-- EXERCISE OBJECTIVE --
Reproduce word for word the lines from the beginning of the entries to the line with "115L514 154L588 163L638", both included, but none of the pictures.

[ENTRIES SUPPLIED Boundary: Start]

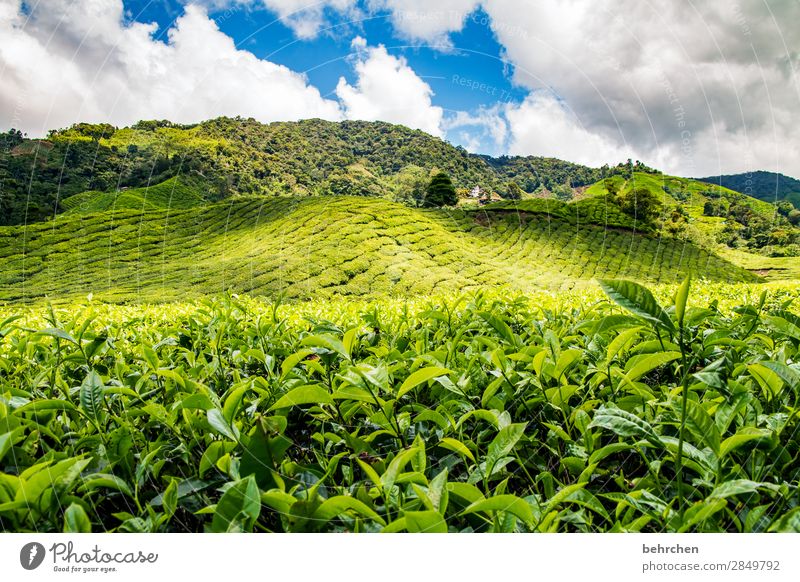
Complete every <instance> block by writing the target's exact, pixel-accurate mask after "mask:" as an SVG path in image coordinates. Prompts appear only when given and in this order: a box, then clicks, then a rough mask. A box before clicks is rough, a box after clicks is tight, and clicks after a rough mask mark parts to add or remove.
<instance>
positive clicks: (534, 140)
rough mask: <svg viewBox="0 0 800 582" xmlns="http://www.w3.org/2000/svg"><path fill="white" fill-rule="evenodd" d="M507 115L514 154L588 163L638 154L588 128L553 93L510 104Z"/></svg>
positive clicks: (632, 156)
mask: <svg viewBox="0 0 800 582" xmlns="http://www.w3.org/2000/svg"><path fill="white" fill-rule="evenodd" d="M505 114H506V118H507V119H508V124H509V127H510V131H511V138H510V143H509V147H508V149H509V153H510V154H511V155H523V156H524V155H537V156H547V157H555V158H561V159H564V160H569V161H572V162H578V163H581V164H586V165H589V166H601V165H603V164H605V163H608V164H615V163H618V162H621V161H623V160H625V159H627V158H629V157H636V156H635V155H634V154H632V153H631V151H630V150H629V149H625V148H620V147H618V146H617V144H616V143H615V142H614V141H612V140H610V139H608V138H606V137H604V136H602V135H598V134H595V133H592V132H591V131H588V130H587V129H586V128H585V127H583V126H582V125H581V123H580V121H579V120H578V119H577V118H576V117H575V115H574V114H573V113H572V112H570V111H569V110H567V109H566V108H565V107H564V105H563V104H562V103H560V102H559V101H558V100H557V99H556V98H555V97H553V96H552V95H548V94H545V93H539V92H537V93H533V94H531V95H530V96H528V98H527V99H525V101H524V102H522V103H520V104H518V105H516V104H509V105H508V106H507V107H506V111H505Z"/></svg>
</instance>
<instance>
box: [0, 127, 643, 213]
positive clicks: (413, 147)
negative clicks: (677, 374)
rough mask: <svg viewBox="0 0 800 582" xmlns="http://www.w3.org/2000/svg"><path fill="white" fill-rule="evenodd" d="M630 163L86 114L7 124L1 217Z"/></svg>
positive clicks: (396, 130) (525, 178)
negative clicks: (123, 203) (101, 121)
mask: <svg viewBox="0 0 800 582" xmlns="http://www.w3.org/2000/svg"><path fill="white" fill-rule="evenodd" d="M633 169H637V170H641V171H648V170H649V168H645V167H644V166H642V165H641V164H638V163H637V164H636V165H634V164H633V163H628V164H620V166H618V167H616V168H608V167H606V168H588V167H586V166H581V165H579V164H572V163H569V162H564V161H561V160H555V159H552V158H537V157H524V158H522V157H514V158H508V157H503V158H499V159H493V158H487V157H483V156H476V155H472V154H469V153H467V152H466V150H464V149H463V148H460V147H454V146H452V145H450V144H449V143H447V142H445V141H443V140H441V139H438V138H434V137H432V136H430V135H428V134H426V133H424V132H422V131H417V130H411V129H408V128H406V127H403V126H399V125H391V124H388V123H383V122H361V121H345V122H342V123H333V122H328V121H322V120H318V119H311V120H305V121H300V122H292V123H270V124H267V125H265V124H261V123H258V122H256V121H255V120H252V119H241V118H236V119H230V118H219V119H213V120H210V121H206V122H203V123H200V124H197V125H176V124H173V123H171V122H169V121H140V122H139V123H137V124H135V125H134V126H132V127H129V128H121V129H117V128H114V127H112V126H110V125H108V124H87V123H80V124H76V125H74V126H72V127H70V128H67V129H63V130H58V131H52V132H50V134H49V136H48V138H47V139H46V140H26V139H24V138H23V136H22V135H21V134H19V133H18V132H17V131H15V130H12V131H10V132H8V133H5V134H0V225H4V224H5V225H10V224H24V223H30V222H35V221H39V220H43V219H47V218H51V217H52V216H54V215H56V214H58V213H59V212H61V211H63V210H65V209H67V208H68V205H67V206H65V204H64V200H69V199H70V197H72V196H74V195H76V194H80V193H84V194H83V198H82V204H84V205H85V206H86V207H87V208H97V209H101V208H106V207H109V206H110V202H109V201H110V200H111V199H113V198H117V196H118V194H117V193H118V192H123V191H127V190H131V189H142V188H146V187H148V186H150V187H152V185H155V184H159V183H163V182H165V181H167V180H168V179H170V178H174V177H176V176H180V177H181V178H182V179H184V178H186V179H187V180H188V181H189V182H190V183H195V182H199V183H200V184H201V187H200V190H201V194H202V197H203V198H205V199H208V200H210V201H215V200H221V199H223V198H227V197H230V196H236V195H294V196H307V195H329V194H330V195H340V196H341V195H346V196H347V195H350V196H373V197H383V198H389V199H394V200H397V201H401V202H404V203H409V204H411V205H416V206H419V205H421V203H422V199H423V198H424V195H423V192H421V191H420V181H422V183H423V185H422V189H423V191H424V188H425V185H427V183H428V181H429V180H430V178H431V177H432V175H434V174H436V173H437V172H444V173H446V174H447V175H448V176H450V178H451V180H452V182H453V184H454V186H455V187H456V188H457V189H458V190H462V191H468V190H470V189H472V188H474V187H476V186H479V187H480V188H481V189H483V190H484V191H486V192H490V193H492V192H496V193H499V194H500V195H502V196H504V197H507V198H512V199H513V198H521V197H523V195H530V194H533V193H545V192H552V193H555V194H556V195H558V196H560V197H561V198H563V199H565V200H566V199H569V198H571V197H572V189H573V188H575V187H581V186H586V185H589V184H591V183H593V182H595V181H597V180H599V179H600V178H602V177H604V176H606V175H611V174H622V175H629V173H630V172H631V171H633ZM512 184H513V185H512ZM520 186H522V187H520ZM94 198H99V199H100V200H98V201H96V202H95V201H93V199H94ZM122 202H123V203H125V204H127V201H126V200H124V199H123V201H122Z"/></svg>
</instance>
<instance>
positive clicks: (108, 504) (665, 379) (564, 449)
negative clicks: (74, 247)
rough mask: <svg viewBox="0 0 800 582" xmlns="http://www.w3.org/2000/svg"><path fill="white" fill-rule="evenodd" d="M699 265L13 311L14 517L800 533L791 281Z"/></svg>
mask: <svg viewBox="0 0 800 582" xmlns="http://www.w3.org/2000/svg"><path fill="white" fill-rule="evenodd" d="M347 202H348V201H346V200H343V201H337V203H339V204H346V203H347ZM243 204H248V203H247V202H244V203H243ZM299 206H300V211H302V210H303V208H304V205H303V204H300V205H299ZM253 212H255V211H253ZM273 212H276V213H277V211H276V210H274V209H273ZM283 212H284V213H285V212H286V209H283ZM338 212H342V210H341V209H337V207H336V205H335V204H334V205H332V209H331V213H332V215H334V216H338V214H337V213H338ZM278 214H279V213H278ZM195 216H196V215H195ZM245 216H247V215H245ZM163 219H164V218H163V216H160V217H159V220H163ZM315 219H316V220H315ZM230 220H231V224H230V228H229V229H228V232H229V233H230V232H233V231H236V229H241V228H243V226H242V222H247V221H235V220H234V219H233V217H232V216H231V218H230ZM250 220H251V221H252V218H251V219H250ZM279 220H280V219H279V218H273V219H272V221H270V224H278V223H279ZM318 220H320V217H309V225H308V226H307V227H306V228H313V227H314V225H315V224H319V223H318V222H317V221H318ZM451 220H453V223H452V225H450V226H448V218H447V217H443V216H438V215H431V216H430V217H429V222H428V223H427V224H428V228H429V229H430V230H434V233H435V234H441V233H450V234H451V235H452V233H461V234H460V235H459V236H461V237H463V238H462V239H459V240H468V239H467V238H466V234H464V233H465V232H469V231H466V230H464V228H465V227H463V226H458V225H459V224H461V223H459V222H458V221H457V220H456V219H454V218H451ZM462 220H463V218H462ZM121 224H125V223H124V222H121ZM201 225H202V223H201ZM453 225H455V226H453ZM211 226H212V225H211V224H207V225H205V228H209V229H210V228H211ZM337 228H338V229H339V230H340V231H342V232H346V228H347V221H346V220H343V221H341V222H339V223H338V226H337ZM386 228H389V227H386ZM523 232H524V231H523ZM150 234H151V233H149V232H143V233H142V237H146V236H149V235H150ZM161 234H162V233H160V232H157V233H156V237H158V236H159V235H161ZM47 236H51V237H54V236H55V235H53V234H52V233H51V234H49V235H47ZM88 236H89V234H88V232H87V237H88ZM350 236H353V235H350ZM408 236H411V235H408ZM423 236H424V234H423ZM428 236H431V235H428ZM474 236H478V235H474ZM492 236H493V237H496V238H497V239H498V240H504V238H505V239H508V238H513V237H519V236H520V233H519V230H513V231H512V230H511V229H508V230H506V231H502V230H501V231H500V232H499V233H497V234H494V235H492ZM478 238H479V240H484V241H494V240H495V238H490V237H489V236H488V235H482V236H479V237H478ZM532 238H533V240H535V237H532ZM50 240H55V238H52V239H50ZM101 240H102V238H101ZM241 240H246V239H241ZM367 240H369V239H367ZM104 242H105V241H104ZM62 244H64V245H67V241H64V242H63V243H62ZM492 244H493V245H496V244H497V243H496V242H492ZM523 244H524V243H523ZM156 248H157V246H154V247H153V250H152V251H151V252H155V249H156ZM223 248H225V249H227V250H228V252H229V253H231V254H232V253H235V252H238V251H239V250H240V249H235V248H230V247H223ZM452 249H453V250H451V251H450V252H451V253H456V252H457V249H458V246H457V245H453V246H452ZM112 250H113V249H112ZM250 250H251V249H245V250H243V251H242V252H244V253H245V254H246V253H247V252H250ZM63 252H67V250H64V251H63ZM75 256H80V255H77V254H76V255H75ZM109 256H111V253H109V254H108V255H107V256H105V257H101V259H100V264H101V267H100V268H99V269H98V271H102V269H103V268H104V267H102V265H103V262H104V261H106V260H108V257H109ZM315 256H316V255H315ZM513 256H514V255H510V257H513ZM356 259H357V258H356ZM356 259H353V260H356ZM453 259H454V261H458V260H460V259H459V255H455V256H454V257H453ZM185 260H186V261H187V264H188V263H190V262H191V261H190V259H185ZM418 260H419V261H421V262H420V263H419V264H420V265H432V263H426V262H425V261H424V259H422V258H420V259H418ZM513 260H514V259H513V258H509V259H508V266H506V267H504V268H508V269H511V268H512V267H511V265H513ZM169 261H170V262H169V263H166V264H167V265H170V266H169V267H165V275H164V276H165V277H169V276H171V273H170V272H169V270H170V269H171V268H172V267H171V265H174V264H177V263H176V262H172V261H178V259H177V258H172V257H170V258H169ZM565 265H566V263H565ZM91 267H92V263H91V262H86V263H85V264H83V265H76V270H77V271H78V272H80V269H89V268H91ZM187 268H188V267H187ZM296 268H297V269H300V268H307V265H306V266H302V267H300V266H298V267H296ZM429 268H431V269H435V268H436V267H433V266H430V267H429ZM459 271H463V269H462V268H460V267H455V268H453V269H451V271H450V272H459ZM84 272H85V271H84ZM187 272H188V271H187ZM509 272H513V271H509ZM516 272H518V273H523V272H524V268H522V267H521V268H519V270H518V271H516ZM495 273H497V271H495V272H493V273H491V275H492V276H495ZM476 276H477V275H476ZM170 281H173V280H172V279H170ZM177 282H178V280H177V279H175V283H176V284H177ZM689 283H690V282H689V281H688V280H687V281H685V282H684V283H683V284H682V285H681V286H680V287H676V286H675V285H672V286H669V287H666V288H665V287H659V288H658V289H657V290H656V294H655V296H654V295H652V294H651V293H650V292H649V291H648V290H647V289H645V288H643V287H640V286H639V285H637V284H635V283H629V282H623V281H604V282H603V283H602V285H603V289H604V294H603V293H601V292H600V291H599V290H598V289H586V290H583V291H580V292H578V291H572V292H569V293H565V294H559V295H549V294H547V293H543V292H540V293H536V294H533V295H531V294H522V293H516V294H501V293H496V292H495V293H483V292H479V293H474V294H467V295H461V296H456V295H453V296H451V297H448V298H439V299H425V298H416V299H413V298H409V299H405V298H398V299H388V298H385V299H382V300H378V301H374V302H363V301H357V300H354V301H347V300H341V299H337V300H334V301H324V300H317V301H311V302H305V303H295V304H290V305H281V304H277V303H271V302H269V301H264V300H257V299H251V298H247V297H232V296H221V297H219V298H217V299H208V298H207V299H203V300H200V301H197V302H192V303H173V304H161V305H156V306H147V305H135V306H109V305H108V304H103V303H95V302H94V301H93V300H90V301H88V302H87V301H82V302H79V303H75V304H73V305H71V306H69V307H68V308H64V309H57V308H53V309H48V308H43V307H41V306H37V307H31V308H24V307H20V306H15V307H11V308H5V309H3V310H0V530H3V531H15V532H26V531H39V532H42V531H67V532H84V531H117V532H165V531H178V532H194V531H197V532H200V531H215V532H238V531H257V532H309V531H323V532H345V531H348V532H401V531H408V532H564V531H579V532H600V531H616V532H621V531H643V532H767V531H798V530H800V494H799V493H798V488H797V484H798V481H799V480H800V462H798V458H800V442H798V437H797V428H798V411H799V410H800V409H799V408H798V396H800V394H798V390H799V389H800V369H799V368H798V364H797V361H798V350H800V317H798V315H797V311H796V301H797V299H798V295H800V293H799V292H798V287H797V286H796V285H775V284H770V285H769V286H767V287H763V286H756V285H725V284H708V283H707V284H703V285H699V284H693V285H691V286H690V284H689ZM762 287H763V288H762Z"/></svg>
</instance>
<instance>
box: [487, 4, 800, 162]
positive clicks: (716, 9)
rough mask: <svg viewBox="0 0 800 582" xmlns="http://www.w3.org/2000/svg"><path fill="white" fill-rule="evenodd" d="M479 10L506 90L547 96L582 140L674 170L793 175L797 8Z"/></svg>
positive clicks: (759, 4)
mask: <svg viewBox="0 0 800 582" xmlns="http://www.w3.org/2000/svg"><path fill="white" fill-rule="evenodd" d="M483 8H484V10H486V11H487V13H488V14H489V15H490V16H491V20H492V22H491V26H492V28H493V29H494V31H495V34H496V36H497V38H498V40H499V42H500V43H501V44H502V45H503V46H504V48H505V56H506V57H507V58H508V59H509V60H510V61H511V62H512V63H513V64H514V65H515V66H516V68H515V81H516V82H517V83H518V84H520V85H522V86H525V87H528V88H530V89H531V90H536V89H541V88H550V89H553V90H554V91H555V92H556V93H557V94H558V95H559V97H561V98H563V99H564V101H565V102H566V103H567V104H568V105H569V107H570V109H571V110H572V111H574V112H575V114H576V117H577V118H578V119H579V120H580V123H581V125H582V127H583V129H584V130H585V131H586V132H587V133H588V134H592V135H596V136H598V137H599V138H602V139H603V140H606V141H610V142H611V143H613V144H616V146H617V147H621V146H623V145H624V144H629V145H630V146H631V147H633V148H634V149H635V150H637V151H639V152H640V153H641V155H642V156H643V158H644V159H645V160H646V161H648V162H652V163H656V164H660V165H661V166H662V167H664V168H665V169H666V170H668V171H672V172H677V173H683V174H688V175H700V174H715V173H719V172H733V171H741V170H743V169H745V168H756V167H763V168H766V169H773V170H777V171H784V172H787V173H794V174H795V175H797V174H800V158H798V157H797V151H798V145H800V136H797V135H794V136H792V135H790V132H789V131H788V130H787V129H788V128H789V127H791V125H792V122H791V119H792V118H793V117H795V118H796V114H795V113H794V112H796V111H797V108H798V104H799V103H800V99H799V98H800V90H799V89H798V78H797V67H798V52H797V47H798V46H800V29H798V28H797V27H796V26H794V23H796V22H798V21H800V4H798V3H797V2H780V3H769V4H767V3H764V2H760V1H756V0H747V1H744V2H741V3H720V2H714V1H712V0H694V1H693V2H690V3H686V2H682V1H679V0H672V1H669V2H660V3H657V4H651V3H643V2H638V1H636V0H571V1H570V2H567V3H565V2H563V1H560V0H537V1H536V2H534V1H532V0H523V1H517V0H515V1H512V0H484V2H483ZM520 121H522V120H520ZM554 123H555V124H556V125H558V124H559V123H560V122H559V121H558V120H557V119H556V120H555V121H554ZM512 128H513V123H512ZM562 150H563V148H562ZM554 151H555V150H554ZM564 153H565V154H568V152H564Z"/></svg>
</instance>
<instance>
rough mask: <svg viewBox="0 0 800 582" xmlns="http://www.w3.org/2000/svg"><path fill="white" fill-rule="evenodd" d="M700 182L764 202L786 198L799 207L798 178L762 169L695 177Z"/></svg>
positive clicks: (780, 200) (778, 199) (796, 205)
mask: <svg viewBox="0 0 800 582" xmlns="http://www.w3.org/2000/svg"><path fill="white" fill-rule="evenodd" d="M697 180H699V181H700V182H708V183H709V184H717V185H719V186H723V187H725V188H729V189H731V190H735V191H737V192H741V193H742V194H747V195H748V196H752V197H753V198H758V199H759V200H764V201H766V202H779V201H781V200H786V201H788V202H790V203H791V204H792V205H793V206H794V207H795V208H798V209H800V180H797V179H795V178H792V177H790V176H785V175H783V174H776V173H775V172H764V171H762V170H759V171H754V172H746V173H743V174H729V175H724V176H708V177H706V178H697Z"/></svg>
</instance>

[ENTRIES SUPPLIED Boundary: End]

-- TASK RESPONSE --
Complete every <instance> block by writing the target's exact, pixel-accurate mask after "mask:" as an SVG path in image coordinates. Prompts appear only when given and in this order: a box, then clicks, then a rough mask. A box before clicks is rough, a box after clicks is tight, and clicks after a rough mask mark parts to add or remove.
<instance>
positive clicks: (534, 140)
rough mask: <svg viewBox="0 0 800 582" xmlns="http://www.w3.org/2000/svg"><path fill="white" fill-rule="evenodd" d="M507 115L514 154L588 163L638 154L588 128L553 93L510 104Z"/></svg>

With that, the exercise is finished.